Bekomme immer die Fehlermeldung: "java.lang.NoClassDefFoundError: ShowHistogram
Caused by: java.lang.ClassNotFoundException: ShowHistogram
	at java.net.URLClassLoader$1.run(Unknown Source)
	at java.security.AccessController.doPrivileged(Native Method)
	at java.net.URLClassLoader.findClass(Unknown Source)
	at java.lang.ClassLoader.loadClass(Unknown Source)
	at sun.misc.Launcher$AppClassLoader.loadClass(Unknown Source)
	at java.lang.ClassLoader.loadClass(Unknown Source)
	at java.lang.ClassLoader.loadClassInternal(Unknown Source)
Exception in thread "main" "

Kann damit nicht so recht was anfangen. Help?


----------



## SlaterB (30. Okt 2008)

das liegt wahrscheinlich an der Programmausführung,
die andere Klasse wird nicht gefunden, weil der Classpath falsch eingestellt ist,
vielleicht ist die andere Datei auch gar nicht kompiliert,

gib alle verwendeten Verzeichnisse, Entwickungsumgebungen, Classpath-Systemvariablen, Befehle beim Compilieren und Ausführen usw. an,
idealerweise sollte das aber jemand vor Ort klären


----------



## Noon (31. Okt 2008)

* **Vorliegendes Material**

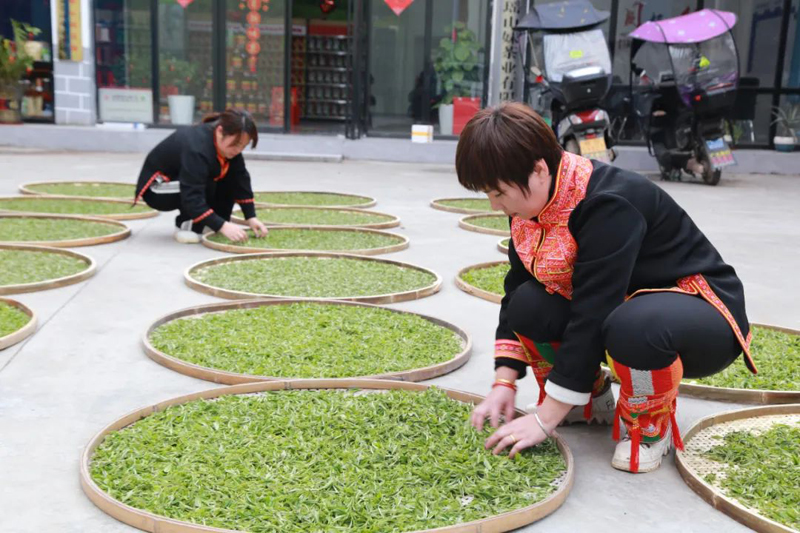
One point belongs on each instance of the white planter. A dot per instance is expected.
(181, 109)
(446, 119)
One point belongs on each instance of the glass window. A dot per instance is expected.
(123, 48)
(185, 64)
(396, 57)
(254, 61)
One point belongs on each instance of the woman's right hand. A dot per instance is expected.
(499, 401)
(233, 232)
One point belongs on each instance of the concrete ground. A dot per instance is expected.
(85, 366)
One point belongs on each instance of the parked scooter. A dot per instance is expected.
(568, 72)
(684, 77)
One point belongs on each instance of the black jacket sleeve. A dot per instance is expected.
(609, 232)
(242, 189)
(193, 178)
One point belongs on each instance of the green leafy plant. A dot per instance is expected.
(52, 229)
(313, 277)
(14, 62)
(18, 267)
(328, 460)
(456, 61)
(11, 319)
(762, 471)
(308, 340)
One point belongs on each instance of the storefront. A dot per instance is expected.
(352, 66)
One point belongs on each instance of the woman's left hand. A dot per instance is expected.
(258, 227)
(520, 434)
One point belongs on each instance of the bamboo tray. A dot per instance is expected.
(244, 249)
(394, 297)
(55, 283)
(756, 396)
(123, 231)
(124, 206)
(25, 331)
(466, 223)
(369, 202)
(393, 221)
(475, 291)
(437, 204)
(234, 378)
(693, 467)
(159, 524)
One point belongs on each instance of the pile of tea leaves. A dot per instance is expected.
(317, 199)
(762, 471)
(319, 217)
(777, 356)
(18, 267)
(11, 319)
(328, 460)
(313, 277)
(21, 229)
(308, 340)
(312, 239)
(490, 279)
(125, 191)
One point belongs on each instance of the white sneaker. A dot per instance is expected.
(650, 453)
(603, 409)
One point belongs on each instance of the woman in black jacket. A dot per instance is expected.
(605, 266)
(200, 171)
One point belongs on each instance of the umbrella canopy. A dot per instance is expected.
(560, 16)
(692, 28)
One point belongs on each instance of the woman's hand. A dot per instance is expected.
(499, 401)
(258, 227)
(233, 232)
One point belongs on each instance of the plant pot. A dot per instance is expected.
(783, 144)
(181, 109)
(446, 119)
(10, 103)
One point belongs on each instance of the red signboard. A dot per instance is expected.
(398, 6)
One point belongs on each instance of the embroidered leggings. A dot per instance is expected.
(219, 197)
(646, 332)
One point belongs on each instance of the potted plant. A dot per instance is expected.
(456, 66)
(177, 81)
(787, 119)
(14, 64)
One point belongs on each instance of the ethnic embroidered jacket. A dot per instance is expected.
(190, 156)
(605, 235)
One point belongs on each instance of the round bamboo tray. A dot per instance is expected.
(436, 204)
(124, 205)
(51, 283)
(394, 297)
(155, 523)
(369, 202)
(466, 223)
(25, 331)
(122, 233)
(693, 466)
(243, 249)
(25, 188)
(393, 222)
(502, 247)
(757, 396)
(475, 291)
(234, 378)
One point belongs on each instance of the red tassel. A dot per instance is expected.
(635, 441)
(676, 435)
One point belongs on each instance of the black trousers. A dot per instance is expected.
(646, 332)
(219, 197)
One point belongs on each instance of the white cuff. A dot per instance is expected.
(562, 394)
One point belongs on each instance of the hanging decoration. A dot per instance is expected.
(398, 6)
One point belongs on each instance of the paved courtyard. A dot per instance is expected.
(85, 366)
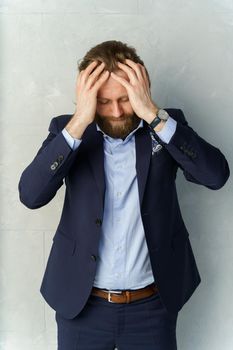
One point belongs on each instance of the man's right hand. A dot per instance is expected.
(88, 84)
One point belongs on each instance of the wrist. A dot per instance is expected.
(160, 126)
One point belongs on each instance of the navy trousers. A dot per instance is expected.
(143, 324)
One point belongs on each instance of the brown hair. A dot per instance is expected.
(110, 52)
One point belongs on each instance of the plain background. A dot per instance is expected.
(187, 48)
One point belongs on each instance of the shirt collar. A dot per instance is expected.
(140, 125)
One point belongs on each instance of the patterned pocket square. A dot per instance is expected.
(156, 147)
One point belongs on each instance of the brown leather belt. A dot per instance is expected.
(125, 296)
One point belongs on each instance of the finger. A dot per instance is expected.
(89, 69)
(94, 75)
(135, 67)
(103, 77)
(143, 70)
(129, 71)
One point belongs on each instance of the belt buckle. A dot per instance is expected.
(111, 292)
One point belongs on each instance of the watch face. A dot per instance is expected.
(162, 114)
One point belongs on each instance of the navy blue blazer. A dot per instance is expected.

* **Zu erledigen**
**A)** Aktualisiere in der Liste die Zeilen ab der Zeile mit „One point belongs on each instance of the brown hair.“ bis zum Ende der Liste, beide Enden eingeschlossen: Ersetze „brown“ durch „dark“ und lass alles andere unverändert.
**B)** Schreib den Forenthread zum Java-Fehler dort weiter, wo er aufhört.
Die Liste hat mit dem Forenthread zum Java-Fehler nichts zu tun.

* **Antworten**
**A)**
One point belongs on each instance of the dark hair. A dot per instance is expected.
(110, 52)
One point belongs on each instance of the plain background. A dot per instance is expected.
(187, 48)
One point belongs on each instance of the shirt collar. A dot per instance is expected.
(140, 125)
One point belongs on each instance of the patterned pocket square. A dot per instance is expected.
(156, 147)
One point belongs on each instance of the dark leather belt. A dot per instance is expected.
(125, 296)
One point belongs on each instance of the finger. A dot per instance is expected.
(89, 69)
(94, 75)
(135, 67)
(103, 77)
(143, 70)
(129, 71)
One point belongs on each instance of the belt buckle. A dot per instance is expected.
(111, 292)
One point belongs on each instance of the watch face. A dot per instance is expected.
(162, 114)
One point belongs on each instance of the navy blue blazer. A dot per instance is expected.

**B)**
Ok, danke dann frage ich mal vor Ort, wenn ich die Aufgabe abgebe.


----------



## SlaterB (31. Okt 2008)

naja, wenn du abgibst, hast du wohl nicht deinen PC dabei,
obwohl es ein Laptop sein könnte,

vielleicht gibts aber ne Vorführung, wie man es richtig macht


----------



## Noon (1. Nov 2008)

Ich habe meinen Laptop dabei, auf dem ich das auch programmiert habe.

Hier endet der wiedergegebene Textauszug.